Trecho fornecido
O afeto é essencial para formar uma família, juntamente com a igualdade e a dignidade da pessoa humana. Embora alguns juristas levantem críticas, é inegável que a afetividade é um princípio jurídico aplicado à família, com implicações sucessórias.

O direito brasileiro está evoluindo socialmente e não pode mais adotar uma visão restrita de família. As novas formas familiares, como as entre pessoas do mesmo sexo, monoparentais e uniões estáveis, já são comuns.

A dignidade da pessoa humana deve ser preservada e não pode ser usada para perpetuar ideias ultrapassadas sobre família e restringir novas formas familiares. O importante é respeitar a busca pela felicidade, liberdade e igualdade entre os indivíduos, em vez de manter pensamentos antiquados.

Dados fornecidos

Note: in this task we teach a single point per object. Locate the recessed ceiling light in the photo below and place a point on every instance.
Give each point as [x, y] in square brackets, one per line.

Objetivo do exercício
Por favor, reproduza fielmente a passagem do trecho fornecido que vai de "O afeto é essencial" até "manter pensamentos antiquados.", incluindo essas palavras.

Resposta final
O afeto é essencial para formar uma família, juntamente com a igualdade e a dignidade da pessoa humana. Embora alguns juristas levantem críticas, é inegável que a afetividade é um princípio jurídico aplicado à família, com implicações sucessórias.

O direito brasileiro está evoluindo socialmente e não pode mais adotar uma visão restrita de família. As novas formas familiares, como as entre pessoas do mesmo sexo, monoparentais e uniões estáveis, já são comuns.

A dignidade da pessoa humana deve ser preservada e não pode ser usada para perpetuar ideias ultrapassadas sobre família e restringir novas formas familiares. O importante é respeitar a busca pela felicidade, liberdade e igualdade entre os indivíduos, em vez de manter pensamentos antiquados.